21 de enero de 2010

"A house of air": artículo sobre ficción de Penelope Fitzgerald


Traduzco libre y chapuceramente un texto de Penelope Fitzgerald que aparece en "A house of air", una recopilación de ensayos, reseñas, críticas y fragmentos autobiográficos.
Following the plot:

Supongamos que yo fuera a escribir una historia que empezase con un viaje que hice al norte de México hace veintisiete años, acompañada por mi hijo, que entonces tenía cinco. Fuimos a visitar a dos viejas damas que se apellidaban Delaney y que vivían cómodamente, pese a unas reformas económicas recientes, de las ganancias de la mina de plata de la familia. Habían vivido en Fonseca desde niñas; una era cuñada de la otra. Sus parientes en Irlanda habían muerto, ellas estaban solas en el mundo y era de esperar que, en virtud de cierta amistad remota, se encariñasen con mi hijo y le dejasen todo su dinero. En realidad, si yo no había malinterpretado sus cartas, la idea había salido de ellas.

================

_Instrucciones y requisitos_:
Reproduzca textualmente el pasaje del texto sobre la ficción de Penelope Fitzgerald comprendido entre "Traduzco libre y" y "y fragmentos autobiográficos.", ambos incluidos.

_Datos extraídos_:
================

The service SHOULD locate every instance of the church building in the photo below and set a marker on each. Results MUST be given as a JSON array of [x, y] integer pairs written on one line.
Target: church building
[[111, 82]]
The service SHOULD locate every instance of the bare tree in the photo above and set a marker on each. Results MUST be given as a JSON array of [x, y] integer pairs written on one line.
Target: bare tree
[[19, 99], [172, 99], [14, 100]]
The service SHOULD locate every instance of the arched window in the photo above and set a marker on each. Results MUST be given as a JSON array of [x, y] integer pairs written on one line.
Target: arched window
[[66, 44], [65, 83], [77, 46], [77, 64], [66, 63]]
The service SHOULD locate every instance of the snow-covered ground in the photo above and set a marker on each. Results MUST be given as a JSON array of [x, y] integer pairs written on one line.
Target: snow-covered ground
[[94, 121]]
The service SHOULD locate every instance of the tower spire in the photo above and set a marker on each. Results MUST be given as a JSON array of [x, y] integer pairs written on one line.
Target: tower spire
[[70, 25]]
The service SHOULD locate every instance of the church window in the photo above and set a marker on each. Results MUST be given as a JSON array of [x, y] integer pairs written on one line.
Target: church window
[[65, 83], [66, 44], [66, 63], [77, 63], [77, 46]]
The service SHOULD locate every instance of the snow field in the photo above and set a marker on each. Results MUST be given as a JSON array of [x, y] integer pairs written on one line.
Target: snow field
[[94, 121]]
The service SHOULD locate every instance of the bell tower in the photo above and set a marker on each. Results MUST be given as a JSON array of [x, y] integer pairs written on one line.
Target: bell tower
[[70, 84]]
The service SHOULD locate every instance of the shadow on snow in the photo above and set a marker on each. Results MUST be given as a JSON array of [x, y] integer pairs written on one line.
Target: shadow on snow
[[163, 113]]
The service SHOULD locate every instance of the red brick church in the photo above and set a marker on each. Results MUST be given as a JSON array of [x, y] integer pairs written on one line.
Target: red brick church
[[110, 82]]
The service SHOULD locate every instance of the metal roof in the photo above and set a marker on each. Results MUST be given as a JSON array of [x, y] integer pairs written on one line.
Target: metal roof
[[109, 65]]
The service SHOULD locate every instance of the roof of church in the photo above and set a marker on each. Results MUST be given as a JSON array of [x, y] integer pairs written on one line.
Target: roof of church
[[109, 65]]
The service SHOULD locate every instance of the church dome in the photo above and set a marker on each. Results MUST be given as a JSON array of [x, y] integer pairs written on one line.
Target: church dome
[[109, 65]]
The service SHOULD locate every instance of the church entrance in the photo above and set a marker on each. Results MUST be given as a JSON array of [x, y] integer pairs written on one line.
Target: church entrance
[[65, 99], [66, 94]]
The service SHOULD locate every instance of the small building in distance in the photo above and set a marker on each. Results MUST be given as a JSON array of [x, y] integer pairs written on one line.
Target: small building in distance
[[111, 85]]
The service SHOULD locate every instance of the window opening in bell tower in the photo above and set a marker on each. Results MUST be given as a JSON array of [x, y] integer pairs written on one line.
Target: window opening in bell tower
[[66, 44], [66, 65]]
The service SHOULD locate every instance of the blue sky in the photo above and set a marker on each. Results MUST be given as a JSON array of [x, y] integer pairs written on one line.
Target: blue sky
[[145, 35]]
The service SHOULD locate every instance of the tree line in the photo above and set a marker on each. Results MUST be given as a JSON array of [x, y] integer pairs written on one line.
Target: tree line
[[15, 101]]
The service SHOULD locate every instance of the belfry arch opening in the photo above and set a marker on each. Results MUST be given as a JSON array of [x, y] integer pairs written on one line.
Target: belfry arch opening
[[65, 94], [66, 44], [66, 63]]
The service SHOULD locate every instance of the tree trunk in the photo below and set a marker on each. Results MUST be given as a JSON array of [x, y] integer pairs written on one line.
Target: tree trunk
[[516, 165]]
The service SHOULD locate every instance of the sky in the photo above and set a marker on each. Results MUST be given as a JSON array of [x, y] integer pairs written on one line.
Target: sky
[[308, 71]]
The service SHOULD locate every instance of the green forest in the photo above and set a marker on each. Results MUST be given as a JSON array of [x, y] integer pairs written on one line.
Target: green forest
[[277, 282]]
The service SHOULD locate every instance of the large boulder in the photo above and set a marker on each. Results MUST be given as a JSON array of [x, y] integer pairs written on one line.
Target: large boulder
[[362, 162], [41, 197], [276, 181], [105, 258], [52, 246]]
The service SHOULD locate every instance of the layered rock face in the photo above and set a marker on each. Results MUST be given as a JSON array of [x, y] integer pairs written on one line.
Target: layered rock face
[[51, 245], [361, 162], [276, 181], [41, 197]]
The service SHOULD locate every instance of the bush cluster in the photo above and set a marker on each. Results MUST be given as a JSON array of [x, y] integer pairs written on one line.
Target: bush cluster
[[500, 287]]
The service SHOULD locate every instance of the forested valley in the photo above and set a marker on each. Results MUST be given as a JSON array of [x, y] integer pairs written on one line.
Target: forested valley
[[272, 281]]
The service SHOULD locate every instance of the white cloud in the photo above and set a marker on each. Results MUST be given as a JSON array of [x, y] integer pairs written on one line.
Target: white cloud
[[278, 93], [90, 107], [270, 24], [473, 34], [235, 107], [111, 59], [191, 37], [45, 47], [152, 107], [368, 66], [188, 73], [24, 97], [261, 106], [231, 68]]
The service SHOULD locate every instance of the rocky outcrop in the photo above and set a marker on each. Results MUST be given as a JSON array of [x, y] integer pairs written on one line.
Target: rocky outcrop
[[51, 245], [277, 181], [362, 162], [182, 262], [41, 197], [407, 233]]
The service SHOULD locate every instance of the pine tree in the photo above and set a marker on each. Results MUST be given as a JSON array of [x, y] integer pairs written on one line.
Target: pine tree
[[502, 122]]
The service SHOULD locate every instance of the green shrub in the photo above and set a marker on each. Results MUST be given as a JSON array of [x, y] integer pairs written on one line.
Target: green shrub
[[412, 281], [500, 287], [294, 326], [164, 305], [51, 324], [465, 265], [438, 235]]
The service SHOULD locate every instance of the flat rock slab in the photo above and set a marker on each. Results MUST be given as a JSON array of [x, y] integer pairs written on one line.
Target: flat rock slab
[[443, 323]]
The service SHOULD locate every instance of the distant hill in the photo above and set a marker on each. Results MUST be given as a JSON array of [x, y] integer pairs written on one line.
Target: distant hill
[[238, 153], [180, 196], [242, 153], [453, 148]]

================

_Resultado del ejercicio_:
Traduzco libre y chapuceramente un texto de Penelope Fitzgerald que aparece en "A house of air", una recopilación de ensayos, reseñas, críticas y fragmentos autobiográficos.